TAREA 1:
Traduzca al inglés la siguiente oración del texto sobre la ley de eutanasia: "El Congreso de los Diputados ha aprobado en España, luego de furibundas discusiones dentro y fuera del Parlamento, la eutanasia."
TAREA 2:
Reproduzca literalmente el pasaje del texto sobre la ley de eutanasia que comienza con "El Congreso de" y sigue hasta "sobre todo católicos.".
TAREA 3:
Prosiga el texto de opinión sobre la aprobación de la eutanasia en España a partir del punto en que se detiene.

TEXTO PROPORCIONADO:
┄┄┄┄┄┄

El Congreso de los Diputados ha aprobado en España, luego de furibundas discusiones dentro y fuera del Parlamento, la eutanasia. Esperemos que el Senado respalde esta decisión y España acompañe a los seis países que en el mundo han aprobado ya leyes semejantes, pese a los argumentos en “favor de la vida”, como dicen sus opositores, reclutados fundamentalmente en los círculos religiosos, sobre todo católicos.

En uno de sus primeros ensayos, Albert Camus escribió que el suicidio es clave para responder a la pregunta fundamental de la filosofía; quienes eligen la muerte dan una respuesta negativa a la pregunta de si la vida tal cual merece ser vivida. La ley aprobada, sin embargo, no favorece ni estimula el suicidio, como lo ha explicado muy bien Edmundo Bal en su artículo Ley de eutanasia: una garantía de libertad (El Mundo, 24 de diciembre 2020); se limita a considerar el caso —terrible— de aquella minoría para la cual la vida es el infierno, según las peores descripciones que hicieron de él los textos medievales, que insistieron en este tema de manera obsesiva, y no pueden ponerle fin por sí mismos, pues una horrenda ley los obliga a vivir, es decir, a morir mil veces cada día, hasta que ese suplicio termine sólo cuando mueran de “muerte natural”. Es verdad que las víctimas de esa crueldad no son muy numerosas —pero sí algunas decenas de miles o acaso hasta centenares de miles en el mundo entero—, pero que ese “derecho a morir”, inseparable del “derecho a vivir” que defendemos los liberales, sea al fin reconocido en España es una señal de progreso y civilización.

┄┄┄┄┄┄

EXTRACTOS DEL MATERIAL:
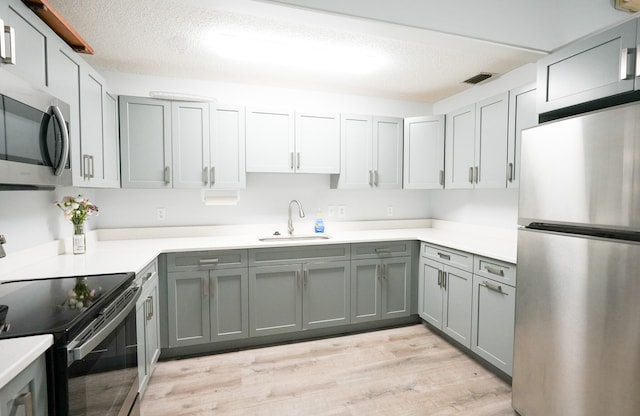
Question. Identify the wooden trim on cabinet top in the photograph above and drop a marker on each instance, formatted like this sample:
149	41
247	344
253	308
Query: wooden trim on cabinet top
58	24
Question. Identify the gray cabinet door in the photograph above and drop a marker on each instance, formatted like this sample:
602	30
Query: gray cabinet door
595	67
457	305
326	294
365	290
190	142
492	117
229	289
424	152
396	286
275	299
430	298
30	43
493	320
188	308
145	138
522	115
459	151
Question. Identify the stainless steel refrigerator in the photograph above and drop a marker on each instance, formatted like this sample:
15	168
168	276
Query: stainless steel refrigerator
577	334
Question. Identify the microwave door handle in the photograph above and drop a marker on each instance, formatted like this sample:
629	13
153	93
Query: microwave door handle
57	115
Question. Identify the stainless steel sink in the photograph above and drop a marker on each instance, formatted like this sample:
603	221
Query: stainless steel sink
302	237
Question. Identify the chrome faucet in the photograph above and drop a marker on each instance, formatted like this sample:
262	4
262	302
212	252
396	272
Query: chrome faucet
300	212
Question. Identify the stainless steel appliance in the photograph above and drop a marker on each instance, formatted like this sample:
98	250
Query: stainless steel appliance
577	334
34	137
92	366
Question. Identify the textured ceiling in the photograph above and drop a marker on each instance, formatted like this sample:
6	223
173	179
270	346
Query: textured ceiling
168	38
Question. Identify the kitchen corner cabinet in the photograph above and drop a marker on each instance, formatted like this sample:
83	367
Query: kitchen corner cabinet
145	142
522	115
26	394
148	324
476	145
445	283
207	297
380	281
424	152
294	289
493	317
284	141
372	153
597	66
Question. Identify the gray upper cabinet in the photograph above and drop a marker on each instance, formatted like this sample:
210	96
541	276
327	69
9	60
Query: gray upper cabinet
424	152
371	153
145	140
476	145
190	143
522	115
598	66
30	36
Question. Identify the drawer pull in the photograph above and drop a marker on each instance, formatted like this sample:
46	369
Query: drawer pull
493	270
494	287
26	400
444	256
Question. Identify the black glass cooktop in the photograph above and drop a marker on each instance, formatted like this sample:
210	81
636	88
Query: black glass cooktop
56	305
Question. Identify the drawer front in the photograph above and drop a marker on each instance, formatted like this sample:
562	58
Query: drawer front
287	255
495	269
206	260
453	258
384	249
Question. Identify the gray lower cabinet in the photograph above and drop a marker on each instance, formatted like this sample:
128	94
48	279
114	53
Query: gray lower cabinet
148	324
293	297
380	281
493	316
445	291
207	297
26	393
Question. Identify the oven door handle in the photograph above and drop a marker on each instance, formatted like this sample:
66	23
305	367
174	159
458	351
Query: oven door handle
78	349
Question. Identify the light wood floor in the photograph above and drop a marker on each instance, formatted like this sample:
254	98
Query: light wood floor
401	371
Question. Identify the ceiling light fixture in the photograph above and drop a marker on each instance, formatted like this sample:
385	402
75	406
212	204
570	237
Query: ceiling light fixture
322	57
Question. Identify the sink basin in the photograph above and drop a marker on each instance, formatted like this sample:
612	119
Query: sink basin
302	237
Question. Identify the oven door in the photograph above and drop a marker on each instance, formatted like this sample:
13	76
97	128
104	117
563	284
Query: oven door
102	372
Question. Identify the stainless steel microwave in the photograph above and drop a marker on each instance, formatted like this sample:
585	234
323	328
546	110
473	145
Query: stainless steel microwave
34	137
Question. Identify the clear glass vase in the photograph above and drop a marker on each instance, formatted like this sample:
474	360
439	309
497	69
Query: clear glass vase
79	239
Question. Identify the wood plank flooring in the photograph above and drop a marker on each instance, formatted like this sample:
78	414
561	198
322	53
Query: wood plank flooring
400	371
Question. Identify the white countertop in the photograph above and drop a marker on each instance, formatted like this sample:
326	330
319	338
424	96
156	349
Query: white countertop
17	353
130	250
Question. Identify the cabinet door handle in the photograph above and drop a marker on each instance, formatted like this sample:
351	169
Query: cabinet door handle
493	270
10	56
26	400
624	63
494	287
205	175
444	256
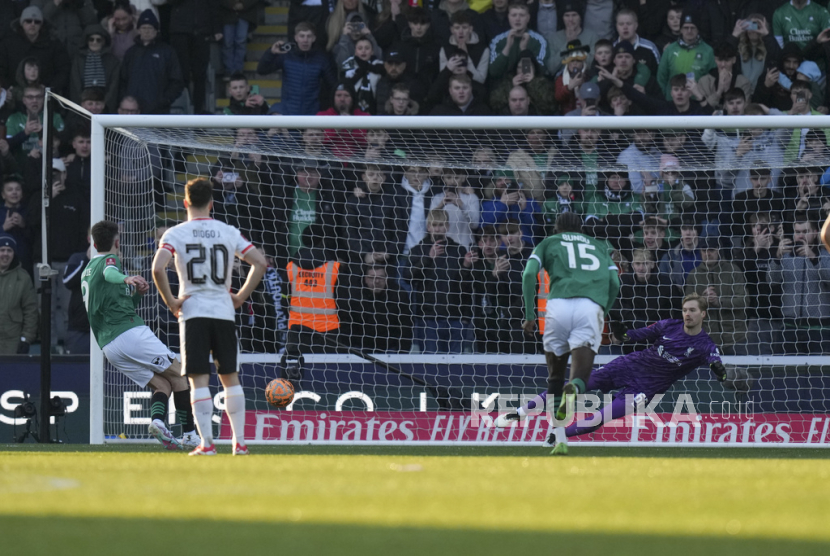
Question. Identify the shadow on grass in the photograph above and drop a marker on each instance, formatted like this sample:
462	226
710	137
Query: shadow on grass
127	537
467	451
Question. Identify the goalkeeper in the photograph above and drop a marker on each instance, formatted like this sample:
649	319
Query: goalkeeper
678	347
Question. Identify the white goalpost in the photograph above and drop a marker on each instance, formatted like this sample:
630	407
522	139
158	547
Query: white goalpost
379	379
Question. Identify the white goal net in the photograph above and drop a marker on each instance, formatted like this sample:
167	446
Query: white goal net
419	230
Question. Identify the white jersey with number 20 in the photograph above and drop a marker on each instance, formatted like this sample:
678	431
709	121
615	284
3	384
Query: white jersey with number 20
204	249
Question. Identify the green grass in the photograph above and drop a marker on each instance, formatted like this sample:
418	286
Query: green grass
347	500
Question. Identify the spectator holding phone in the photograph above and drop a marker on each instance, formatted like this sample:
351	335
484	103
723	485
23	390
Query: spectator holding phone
303	70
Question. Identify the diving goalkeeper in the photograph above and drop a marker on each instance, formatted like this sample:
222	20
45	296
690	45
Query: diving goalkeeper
678	347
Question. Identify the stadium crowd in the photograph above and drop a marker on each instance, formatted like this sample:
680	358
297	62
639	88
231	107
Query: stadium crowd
424	255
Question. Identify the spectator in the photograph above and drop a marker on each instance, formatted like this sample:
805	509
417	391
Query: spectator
572	75
69	219
30	37
756	46
724	286
376	316
508	202
761	199
18	222
461	205
18	304
645	51
194	25
763	296
645	297
344	143
463	37
150	71
67	21
236	18
395	73
802	270
302	70
400	103
671	28
95	66
418	47
668	197
495	20
416	182
682	258
24	129
507	48
242	101
736	151
442	16
375	218
461	101
642	154
77	334
689	55
337	23
436	280
714	85
122	29
354	30
362	71
560	41
799	22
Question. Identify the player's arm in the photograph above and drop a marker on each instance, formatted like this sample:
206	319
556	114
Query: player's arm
160	262
258	266
529	292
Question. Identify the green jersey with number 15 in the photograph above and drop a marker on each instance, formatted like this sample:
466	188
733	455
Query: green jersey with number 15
578	266
110	307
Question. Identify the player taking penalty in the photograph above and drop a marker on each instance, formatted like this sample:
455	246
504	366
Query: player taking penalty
204	251
677	348
583	286
129	345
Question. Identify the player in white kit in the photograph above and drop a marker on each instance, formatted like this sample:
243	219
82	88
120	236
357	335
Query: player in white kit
204	249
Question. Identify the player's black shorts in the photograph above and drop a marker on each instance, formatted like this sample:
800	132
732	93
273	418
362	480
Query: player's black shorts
201	336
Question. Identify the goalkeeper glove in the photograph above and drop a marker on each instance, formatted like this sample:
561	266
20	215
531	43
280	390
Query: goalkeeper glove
718	370
619	330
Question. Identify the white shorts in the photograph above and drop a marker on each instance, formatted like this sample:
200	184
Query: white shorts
572	323
137	353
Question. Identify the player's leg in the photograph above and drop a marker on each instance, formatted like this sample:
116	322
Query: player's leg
195	339
181	399
224	347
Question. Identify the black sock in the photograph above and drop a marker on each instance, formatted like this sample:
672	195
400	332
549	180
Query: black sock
158	406
184	414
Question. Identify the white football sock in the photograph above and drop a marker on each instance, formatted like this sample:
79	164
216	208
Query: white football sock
202	405
235	408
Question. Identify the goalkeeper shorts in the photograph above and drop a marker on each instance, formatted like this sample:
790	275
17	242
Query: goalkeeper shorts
572	323
138	354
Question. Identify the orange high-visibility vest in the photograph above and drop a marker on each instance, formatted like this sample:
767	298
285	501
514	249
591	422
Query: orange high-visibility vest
312	297
543	284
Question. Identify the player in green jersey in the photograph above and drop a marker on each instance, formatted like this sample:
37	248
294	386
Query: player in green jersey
129	345
583	286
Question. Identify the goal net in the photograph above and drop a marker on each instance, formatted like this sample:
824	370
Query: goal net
418	230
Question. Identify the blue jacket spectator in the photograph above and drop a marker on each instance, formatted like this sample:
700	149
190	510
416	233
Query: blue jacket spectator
508	202
302	69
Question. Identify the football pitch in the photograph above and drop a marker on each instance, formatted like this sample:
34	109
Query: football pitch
126	500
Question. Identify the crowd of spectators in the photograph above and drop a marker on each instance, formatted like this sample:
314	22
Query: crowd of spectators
431	249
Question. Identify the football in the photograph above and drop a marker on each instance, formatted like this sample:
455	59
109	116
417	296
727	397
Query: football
279	392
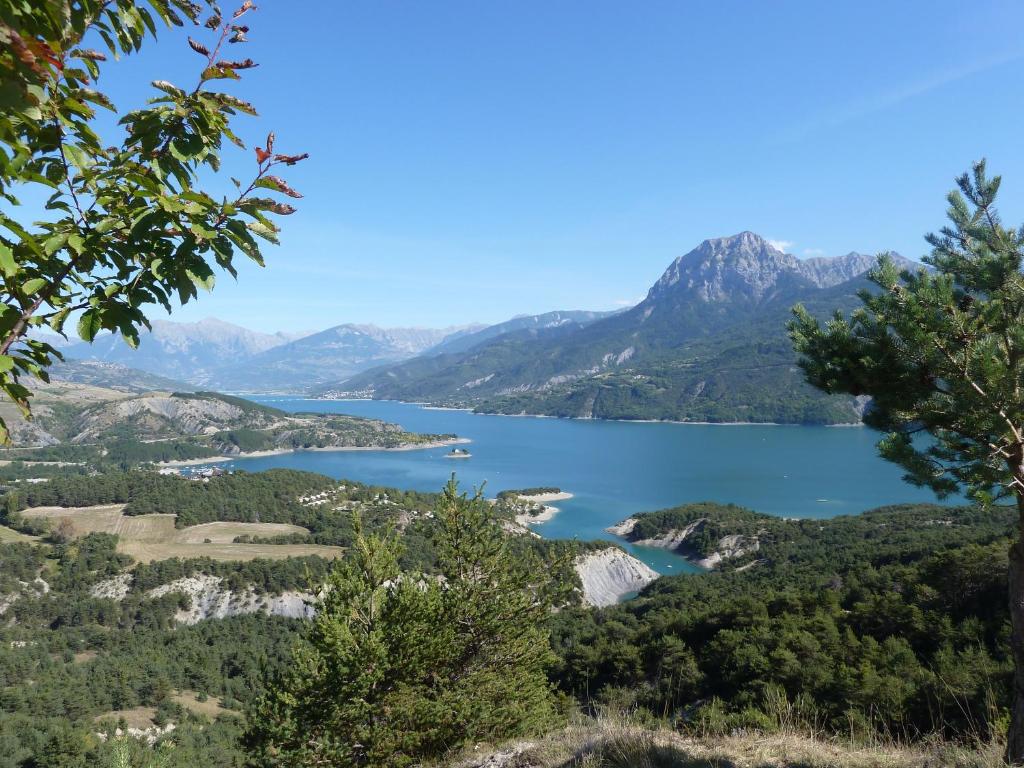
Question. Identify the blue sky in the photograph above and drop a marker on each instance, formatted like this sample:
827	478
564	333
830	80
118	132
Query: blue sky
474	161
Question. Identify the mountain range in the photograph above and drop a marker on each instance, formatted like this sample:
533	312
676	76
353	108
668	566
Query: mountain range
212	353
708	343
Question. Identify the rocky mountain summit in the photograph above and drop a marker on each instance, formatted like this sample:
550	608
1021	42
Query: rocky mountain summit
708	343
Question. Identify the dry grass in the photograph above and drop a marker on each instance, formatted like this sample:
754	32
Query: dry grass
148	538
9	536
211	708
138	717
610	744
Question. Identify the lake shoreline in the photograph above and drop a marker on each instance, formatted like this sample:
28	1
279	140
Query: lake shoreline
429	407
325	449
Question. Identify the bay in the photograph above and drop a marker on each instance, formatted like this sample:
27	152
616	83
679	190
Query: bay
614	469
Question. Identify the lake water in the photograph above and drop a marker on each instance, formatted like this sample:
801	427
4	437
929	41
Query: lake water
615	469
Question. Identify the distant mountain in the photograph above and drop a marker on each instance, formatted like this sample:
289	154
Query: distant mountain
215	354
114	376
329	355
468	340
708	343
188	351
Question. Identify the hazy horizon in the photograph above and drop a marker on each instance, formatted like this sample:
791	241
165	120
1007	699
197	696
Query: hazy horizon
472	163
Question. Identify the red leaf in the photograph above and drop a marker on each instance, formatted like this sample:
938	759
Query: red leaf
199	47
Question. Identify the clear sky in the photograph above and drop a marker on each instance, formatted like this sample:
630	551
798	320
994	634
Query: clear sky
471	161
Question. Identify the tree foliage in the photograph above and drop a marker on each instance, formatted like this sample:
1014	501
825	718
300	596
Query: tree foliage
940	351
128	223
399	668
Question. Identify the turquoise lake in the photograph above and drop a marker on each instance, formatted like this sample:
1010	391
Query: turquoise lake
614	469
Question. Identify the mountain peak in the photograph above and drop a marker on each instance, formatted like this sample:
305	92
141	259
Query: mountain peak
743	266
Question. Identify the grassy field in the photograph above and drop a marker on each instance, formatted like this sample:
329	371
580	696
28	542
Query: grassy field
211	708
8	537
148	538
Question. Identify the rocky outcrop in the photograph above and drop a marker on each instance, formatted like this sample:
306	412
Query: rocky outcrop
116	588
156	414
677	540
209	600
609	574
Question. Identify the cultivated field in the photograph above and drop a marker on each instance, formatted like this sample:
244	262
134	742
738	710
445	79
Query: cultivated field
7	536
148	538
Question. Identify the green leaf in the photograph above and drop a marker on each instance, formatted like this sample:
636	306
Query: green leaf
7	263
263	230
89	325
33	286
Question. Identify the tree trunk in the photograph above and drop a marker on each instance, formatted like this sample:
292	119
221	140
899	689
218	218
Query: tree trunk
1015	738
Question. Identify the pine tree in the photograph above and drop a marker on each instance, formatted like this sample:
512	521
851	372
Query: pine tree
940	352
398	668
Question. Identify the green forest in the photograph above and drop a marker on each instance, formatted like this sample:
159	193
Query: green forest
890	622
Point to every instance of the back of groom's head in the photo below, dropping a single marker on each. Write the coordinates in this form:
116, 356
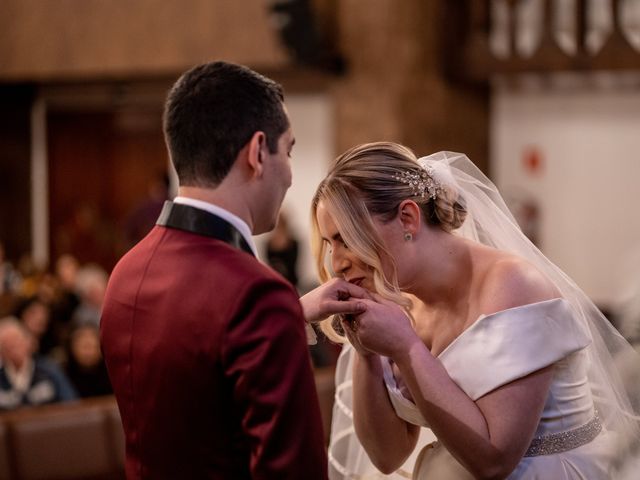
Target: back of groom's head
211, 112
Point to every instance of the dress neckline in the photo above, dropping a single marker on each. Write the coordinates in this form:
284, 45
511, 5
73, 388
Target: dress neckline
483, 316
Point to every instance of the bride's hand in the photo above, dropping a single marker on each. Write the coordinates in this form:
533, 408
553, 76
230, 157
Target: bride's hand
349, 326
334, 297
384, 328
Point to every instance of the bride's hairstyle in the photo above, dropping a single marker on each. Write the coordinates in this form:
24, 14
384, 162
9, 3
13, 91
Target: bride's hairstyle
369, 181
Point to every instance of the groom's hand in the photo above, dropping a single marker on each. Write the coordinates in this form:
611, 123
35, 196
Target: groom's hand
334, 297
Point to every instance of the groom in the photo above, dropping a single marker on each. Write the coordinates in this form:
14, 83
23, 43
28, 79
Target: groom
205, 346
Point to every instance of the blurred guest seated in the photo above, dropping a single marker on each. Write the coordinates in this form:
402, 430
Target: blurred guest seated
36, 317
91, 284
85, 366
282, 251
25, 379
144, 215
9, 277
65, 298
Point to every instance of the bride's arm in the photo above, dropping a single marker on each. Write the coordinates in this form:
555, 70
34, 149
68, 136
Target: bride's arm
387, 439
488, 436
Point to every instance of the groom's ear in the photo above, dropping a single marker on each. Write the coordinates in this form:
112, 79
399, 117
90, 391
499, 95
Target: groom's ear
409, 214
256, 153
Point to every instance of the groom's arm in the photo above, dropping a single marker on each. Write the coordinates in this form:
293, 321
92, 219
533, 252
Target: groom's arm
267, 357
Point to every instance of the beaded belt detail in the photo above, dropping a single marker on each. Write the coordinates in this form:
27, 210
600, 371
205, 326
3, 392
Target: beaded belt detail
564, 441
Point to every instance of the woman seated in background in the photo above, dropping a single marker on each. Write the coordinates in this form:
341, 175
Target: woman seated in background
26, 379
500, 354
85, 366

┄┄┄┄┄┄

RESPUESTA ESCRITA 1:
In Spain, the Congress of Deputies has approved euthanasia after furious debates both inside and outside Parliament.

RESPUESTA ESCRITA 2:
El Congreso de los Diputados ha aprobado en España, luego de furibundas discusiones dentro y fuera del Parlamento, la eutanasia. Esperemos que el Senado respalde esta decisión y España acompañe a los seis países que en el mundo han aprobado ya leyes semejantes, pese a los argumentos en “favor de la vida”, como dicen sus opositores, reclutados fundamentalmente en los círculos religiosos, sobre todo católicos.

RESPUESTA ESCRITA 3:
Me refiero, por supuesto, a los enfermos terminales que saben que lo son y saben también que están condenados a vivir —parece la negación misma de esa expresión— hasta que la muerte “natural” ponga fin a sus atroces padecimientos.

La ley aprobada toma todas las precauciones del caso. Quienes deciden pedir ayuda para poner fin a sus días deben hacerlo hasta en cuatro ocasiones —los menores de edad están excluidos—, ser examinados por facultativos que confirmen su estado de salud y su decisión. Sólo luego de estos trámites se da el visto bueno a la eutanasia. Es difícil, acaso imposible, que en estas condiciones la determinación de una persona de poner fin a sus días sea utilizada por personas ajenas para perpetrar un crimen o empujar a una víctima a acabar con su vida.

La defensa de la vida, en este caso, equivale a una macabra broma pues celebrar en un enfermo terminal los fastos de la vida de los que no podrá nunca disfrutar, no cabe siquiera discutirla, sólo facilitarle la salida tomando, claro está, todas las precauciones posibles para, en primer lugar, confirmar que la víctima ha tomado esta decisión de manera firme e inevitable y sin otra razón que la de la enfermedad terminal. La ley aprobada en el Congreso de los Diputados lo establece así.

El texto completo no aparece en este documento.